OBJECTIF
Traduisez en anglais cette phrase du texte sur le diabète et la précarité : « La précarité influence défavorablement à la fois le dépistage, l’équilibre glycémique, les complications et le suivi du diabète. »
─── TEXTE FOURNI ───
Le diabète est jusqu’à quatre fois plus fréquent dans les populations précaires avec un déséquilibre légèrement plus marqué chez les femmes. La progression du diabète (plus de 3 millions de diabétiques traités par agents pharmacologiques en 2014) renvoie à celle de la précarité (20 % de la population). Et, au fil des ans, les disparités territoriales s’enkystent, fonction de l’indice de désavantage social, avec des prévalences élevées en outremer, dans les régions Nord et Nord-Est de la métropole ainsi qu’en Seine-Saint-Denis.
La précarité influence défavorablement à la fois le dépistage, l’équilibre glycémique, les complications et le suivi du diabète. Ce dernier est une maladie emblématique des inégalités sociales en santé (ISS) avant tout parce que les deux premiers traitements sont la diététique et l’activité physique.
« Cela concerne le "prendre soin de soi", résume Dr Éric Drahi, coordonnateur médical Réseau Diabolo (Loiret), qui requiert de s’investir dans sa santé, d’être autonome et de faire des choix. Or lorsque le choix est de savoir comment subvenir aux besoins primaires ou affronter les difficultés au travail, il est difficile lorsqu’on est fragile socialement d’investir sur sa santé, a fortiori dans une maladie longtemps asymptomatique ». Si la survenue d’un diabète dépend en partie d’un support génétique, « elle est très dépendante néanmoins des conditions de vie, d’abord l’alimentation et l’exercice physique, et dans une moindre mesure le manque de sommeil et le stress, renchérit le Pr Claude Jaffiol, vice-président de l’Académie nationale de médecine et coordinateur de l’enquête Diabète et précarité. Or ces quatre facteurs se retrouvent avec des perturbations bien plus fréquentes chez les populations précaires ».
─── EXTRAIT DE DONNÉES ───
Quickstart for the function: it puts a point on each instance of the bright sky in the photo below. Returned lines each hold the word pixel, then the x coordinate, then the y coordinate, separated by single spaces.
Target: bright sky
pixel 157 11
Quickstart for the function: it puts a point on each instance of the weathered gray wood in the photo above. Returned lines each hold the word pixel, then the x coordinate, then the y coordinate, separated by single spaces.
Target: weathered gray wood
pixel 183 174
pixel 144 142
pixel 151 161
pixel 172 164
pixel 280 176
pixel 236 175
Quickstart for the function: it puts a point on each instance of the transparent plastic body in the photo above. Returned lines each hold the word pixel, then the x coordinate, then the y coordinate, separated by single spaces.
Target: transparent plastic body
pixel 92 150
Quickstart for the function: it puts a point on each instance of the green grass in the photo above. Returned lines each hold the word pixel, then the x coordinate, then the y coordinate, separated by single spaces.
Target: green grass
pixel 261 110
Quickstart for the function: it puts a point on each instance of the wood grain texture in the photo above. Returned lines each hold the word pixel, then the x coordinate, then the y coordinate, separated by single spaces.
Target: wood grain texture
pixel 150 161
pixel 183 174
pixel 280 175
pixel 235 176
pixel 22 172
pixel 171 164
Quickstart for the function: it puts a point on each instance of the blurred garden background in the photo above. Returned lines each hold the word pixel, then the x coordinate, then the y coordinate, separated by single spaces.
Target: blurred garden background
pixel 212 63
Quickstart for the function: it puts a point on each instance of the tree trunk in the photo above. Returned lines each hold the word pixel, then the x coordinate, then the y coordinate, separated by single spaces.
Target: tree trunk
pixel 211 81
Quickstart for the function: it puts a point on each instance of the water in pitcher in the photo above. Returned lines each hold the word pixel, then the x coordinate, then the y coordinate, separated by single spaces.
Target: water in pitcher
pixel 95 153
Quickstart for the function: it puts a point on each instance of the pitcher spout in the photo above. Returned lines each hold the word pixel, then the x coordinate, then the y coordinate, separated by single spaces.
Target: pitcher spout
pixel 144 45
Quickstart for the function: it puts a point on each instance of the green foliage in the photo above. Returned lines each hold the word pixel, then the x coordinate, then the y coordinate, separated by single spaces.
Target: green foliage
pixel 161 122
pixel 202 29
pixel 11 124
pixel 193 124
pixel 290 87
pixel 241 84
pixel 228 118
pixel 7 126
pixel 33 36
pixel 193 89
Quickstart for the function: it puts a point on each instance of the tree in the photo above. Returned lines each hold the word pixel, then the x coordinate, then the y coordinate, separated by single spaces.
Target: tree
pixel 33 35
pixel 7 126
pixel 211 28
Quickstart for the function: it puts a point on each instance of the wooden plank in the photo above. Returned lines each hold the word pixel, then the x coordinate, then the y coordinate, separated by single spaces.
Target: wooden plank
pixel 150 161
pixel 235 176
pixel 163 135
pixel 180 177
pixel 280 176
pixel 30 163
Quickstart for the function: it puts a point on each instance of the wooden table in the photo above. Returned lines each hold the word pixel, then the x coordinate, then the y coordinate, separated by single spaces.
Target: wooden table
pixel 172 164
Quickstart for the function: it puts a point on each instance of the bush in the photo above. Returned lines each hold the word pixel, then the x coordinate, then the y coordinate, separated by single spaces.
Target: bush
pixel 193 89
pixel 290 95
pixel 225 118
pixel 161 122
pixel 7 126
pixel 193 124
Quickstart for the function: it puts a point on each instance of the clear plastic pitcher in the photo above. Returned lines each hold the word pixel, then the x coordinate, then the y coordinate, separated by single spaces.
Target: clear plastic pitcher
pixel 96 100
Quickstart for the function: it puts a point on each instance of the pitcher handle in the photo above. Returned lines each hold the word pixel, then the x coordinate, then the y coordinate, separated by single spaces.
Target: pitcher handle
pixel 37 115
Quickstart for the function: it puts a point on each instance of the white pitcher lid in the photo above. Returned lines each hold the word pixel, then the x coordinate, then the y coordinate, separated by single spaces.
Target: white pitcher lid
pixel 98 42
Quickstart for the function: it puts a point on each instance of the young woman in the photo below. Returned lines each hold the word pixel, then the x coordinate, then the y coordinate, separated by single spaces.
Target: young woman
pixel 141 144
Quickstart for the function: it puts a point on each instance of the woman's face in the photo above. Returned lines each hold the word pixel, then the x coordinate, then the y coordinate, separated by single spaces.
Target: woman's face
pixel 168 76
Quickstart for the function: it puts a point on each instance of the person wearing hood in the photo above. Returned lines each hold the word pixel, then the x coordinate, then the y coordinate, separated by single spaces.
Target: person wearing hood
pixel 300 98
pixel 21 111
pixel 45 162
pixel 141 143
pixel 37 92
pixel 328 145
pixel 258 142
───
RÉPONSE
Precariousness adversely affects the screening, glycemic control, complications, and follow-up of diabetes alike.